[The exercise]
Quote word for word the passage of the math help thread that opens with the words containing "As a part of" and closes with "07:18, 26 January 2011 (UTC)".

## START Selected excerpt

If I was born in 2008 (a leap year) on March 1 (a Saturday), how could I find the next year when my birthday will fall on a saturday? How would I solve this in the context of a maths competition, when I cannot refer to calendars or even calculuators? Thanks. 24.92.70.160 (talk) 02:08, 26 January 2011 (UTC)

The remainder when 365 is divided by 7 is 1, so if a normal (365-day) year passes between a date and the same date the next year, the next year's date will be one day later in the week. If a leap year passes between the two dates, then the next year's date will be two days later. From those observations you should be able to figure out the answer pretty easily. —Bkell (talk) 03:03, 26 January 2011 (UTC)

We have an article on calculating the day of the week.--Shantavira|^{feed me} 07:36, 27 January 2011 (UTC)

Geometrical symbol for midpoint, slope, and length

As a part of my math work, I have to express the length, midpoint, and slopes of graphs on a plane. However, I am the typ of person who would rather use a fancy mathematical symbol or two to express what I mean, rather than words. Yes, I know about WP:HOMEWORK, but this doesn't fall under that. My question is: are there mathematical symbols for the midpoint, slope, and length of a line? Hmmwhatsthisdo (talk) 07:18, 26 January 2011 (UTC)

If A and B are points, the segment between them is usually denoted AB and the length of that segment is sometimes denoted ${\displaystyle {\overline {AB}}}$. In analytic geometry the midpoint of the segment can be denoted ${\displaystyle {\tfrac {1}{2}}(A+B)}$. I don't know a notation for the slope of a segment, but ${\displaystyle {\tfrac {\Delta y}{\Delta x}}}$ is how slope is calculated and might be usable as a notation for it.

In general, both words and symbols have their purpose and you should use whatever best fits what you want to describe, rather than deliberately avoiding words. I can't guarantee you won't be marked down for being unclear. -- Meni Rosenfeld (talk) 11:06, 26 January 2011 (UTC)

Hmmwhatsthisdo - can you explain what you mean by " graphs on a plane" ? Meni has given you relevant notation for length and midpoint of the line segment between two points in the plane, but with that interpretation it is difficult to determine what you mean by "slope", as a line only has a slope relative to another line or a set of co-ordinate axes. On the other hand, if you are asking about the graph of a function, then it has a slope at each point (sometimes represented by m) and you can define an arc length along the graph (sometimes represented by s or L) - but then it is difficult to understand what you mean by the "midpoint" of a graph. Gandalf61 (talk) 13:08, 26 January 2011 (UTC)

I suppose "graphs on a plane" wasn't worded quite the way it should've. I guess the more correct term would be "linear graphs or line segments on a coordinate grid". Hmmwhatsthisdo (talk) 04:50, 27 January 2011 (UTC)

## END Selected excerpt
## START Raw data

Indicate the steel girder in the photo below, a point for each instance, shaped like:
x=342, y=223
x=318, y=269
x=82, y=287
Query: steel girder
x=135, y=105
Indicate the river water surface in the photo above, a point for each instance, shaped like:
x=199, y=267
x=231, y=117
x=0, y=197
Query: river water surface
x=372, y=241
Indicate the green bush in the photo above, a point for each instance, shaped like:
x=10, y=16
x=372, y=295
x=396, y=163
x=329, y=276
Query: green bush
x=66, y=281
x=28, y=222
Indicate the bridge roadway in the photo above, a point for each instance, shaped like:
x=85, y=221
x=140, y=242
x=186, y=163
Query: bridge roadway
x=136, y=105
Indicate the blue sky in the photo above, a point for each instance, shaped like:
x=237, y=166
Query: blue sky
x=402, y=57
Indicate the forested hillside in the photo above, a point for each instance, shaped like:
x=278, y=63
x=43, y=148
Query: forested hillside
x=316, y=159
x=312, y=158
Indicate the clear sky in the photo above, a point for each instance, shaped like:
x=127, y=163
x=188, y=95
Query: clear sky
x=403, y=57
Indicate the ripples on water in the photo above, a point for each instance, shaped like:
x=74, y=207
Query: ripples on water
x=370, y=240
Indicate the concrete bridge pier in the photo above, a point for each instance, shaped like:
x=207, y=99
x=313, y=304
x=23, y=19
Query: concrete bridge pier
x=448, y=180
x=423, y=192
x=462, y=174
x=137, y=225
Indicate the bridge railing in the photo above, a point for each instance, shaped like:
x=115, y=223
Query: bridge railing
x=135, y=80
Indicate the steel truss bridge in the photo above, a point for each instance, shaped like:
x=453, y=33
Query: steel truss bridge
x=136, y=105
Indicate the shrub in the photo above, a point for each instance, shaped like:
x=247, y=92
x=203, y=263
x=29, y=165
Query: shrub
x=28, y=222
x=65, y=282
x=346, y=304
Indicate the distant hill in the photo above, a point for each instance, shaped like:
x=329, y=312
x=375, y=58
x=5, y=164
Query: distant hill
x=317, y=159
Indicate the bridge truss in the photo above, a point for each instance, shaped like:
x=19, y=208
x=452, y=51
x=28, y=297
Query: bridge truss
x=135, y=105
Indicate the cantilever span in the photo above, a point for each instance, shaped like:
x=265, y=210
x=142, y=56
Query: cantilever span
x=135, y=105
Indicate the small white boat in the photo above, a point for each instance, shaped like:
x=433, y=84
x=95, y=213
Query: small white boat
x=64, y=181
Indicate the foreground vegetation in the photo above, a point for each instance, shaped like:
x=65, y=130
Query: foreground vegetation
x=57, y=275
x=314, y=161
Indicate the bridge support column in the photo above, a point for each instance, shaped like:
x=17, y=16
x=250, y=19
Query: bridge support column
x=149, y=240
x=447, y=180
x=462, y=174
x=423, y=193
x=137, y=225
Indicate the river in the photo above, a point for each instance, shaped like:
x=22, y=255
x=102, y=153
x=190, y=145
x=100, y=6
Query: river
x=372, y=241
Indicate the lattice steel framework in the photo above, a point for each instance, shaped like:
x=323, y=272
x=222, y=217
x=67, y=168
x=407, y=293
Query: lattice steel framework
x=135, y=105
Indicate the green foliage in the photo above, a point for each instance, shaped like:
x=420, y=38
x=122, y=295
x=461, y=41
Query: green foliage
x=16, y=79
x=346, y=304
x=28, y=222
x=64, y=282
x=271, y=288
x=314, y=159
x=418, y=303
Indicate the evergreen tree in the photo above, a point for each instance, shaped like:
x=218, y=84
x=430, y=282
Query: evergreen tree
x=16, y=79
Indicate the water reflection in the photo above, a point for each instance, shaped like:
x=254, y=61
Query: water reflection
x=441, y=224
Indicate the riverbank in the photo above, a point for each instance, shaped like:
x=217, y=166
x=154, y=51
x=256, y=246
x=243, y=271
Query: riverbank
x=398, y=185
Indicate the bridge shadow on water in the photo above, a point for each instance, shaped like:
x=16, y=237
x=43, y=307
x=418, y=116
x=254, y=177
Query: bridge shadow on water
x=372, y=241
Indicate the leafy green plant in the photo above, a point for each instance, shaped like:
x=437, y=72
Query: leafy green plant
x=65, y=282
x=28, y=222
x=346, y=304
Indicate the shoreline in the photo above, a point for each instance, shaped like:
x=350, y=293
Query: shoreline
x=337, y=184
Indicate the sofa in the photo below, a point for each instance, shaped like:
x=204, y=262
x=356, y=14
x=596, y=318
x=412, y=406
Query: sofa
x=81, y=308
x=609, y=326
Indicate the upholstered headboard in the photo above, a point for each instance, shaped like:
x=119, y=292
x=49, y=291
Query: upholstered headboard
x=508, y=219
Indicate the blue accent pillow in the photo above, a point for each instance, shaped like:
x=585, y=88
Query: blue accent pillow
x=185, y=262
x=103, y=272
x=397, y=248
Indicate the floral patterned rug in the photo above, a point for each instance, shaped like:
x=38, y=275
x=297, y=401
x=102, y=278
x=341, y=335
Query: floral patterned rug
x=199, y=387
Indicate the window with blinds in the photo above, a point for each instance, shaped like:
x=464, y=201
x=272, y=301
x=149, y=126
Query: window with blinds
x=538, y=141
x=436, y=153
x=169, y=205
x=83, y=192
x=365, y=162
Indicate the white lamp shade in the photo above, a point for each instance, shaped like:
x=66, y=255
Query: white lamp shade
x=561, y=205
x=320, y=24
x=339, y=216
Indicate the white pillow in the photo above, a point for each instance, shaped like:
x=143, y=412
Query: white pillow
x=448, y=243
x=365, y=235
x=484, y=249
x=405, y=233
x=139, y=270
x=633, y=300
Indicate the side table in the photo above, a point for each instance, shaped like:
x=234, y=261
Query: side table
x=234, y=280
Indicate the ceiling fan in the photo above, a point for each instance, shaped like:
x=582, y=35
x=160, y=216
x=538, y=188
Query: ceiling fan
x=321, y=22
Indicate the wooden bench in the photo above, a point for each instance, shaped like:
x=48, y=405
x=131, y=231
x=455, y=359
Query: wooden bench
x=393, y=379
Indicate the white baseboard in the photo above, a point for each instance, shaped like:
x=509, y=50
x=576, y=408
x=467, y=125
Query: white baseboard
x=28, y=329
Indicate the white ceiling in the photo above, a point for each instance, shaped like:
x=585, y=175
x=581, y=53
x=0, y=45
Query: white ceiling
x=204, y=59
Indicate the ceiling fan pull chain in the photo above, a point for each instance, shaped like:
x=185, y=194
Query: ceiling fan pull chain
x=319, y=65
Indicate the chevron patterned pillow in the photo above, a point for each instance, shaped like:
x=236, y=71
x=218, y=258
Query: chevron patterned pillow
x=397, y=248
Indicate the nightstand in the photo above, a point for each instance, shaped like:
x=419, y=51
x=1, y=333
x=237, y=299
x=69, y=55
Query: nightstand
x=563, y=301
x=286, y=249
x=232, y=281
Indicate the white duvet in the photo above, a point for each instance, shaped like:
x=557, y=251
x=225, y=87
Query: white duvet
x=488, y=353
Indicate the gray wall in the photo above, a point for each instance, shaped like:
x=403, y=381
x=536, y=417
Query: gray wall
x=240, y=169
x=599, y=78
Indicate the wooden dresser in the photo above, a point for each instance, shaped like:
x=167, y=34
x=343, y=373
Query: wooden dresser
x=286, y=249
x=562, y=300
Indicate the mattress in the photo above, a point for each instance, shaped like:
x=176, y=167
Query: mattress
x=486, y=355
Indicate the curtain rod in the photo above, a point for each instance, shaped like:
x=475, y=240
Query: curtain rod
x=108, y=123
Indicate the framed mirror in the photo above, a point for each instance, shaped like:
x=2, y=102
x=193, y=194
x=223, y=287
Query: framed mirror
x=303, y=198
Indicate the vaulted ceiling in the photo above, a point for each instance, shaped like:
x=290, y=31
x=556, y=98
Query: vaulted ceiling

## END Raw data

[Finished task]
As a part of my math work, I have to express the length, midpoint, and slopes of graphs on a plane. However, I am the typ of person who would rather use a fancy mathematical symbol or two to express what I mean, rather than words. Yes, I know about WP:HOMEWORK, but this doesn't fall under that. My question is: are there mathematical symbols for the midpoint, slope, and length of a line? Hmmwhatsthisdo (talk) 07:18, 26 January 2011 (UTC)